→ Work instructions: Every entry, from first to last, is to be written out exactly.

[Natural language region descriptions]
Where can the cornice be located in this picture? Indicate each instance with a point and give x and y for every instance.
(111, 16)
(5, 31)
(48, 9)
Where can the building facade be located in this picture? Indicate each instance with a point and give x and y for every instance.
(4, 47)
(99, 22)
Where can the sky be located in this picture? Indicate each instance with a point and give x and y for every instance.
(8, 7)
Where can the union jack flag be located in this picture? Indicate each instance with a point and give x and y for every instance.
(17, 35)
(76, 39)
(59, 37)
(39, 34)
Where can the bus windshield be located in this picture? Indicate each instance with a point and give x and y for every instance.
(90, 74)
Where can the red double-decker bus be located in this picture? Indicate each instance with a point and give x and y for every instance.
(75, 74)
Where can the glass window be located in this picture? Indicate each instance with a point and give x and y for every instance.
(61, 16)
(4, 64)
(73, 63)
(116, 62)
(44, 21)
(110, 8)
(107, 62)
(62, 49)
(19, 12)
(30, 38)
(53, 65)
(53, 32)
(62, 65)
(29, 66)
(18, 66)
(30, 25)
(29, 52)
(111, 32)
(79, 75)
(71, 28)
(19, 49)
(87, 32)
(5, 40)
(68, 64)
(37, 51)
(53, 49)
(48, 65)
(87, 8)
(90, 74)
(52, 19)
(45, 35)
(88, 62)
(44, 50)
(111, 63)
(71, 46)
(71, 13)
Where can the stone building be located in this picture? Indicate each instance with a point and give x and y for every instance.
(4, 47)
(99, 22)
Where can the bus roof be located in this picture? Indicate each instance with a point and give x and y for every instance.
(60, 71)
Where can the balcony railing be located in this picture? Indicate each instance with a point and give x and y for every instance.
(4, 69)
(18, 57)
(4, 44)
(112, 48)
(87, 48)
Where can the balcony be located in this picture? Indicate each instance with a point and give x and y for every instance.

→ Response area:
Where can the cornice be located in this picture? Indicate each instance with a point and give x and y for every instance.
(111, 16)
(5, 31)
(48, 9)
Where can the building facade be located in this picture? Indicate each instance with a point and give x and y for every instance.
(4, 47)
(99, 22)
Where can the sky be located in this picture? Indicate each instance with a point and give x and y for every instance.
(8, 7)
Where can the union jack flag be located in this picture? Indicate each instance with a point and give x and y for every instance.
(17, 35)
(76, 39)
(59, 37)
(39, 34)
Where can the bus windshield be located in this picture? Indicate each instance with a point and give x and y for every instance.
(90, 74)
Where can the red double-decker bus be located in this picture? Indicate each instance with a point and give x and y for every instance.
(75, 74)
Where can the glass window be located in this picture? Indicate each instance with a point and give x and y for every instance.
(61, 16)
(4, 64)
(73, 63)
(116, 62)
(44, 21)
(110, 8)
(107, 62)
(62, 49)
(19, 12)
(30, 38)
(53, 65)
(53, 32)
(62, 65)
(29, 66)
(18, 66)
(30, 25)
(29, 52)
(111, 32)
(79, 75)
(71, 28)
(19, 49)
(87, 32)
(5, 40)
(68, 64)
(37, 51)
(53, 49)
(48, 65)
(87, 8)
(90, 74)
(52, 19)
(45, 35)
(88, 62)
(44, 50)
(111, 63)
(71, 46)
(71, 13)
Where can the stone building be located in this picture? Indicate each instance with a point and give x and y for every instance.
(4, 47)
(99, 22)
Where can the bus roof be located in this picture? Indicate each instance with a point and give x and y for every instance.
(60, 71)
Where can the balcony railing be located in this picture? Indicate each instance with a point and give x and y for every instance.
(4, 69)
(18, 57)
(4, 44)
(112, 48)
(87, 48)
Where can the balcony be located in this picture? Indicate each instance with a point and give x and y for every instance.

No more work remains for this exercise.